YOUR TASK:
Repeat each entry word for word. Leave any images out of the copy.

EXERCISE INPUTS:
..........
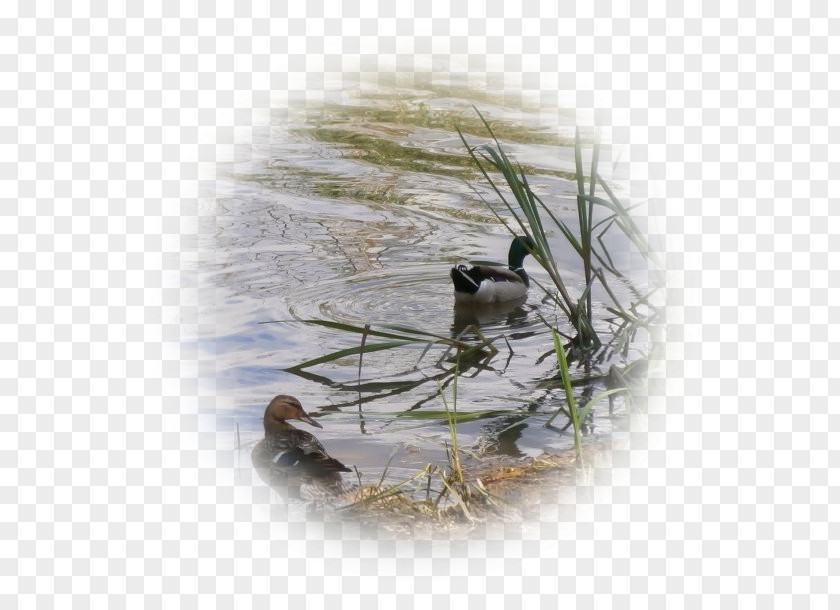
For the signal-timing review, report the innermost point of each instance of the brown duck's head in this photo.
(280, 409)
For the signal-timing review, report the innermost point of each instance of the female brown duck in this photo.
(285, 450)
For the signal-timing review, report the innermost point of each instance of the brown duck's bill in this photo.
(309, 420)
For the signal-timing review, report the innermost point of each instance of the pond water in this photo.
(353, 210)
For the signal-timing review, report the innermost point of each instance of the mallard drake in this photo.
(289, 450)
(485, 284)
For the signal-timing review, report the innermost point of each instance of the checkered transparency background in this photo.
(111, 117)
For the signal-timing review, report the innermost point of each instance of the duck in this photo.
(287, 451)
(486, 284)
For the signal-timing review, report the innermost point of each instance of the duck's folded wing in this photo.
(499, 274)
..........
RESPONSE:
For the signal-timing review, report the innermost point of each instance of the brown duck's head in this photo.
(280, 409)
For the signal-timing review, report the innermost point of each instance of the female brown duck in this photo.
(285, 450)
For the signal-timing review, report the innermost point of each instance of the brown duck's bill in this photo.
(309, 420)
For the signal-timing review, report the innermost point of each instance of the pond water in this photo.
(353, 210)
For the signal-timing review, report the innermost point of each instance of the mallard drake in this photo.
(289, 450)
(485, 284)
For the signal-timing review, report the innermost point of each instance of the checkered transparency background in this photo.
(111, 117)
For the signal-timing review, report the innermost point of each instance of the duck in this photo.
(287, 451)
(486, 284)
For the signal-timing review, report the innermost point of each instance of the duck's folded wing in this photo.
(499, 274)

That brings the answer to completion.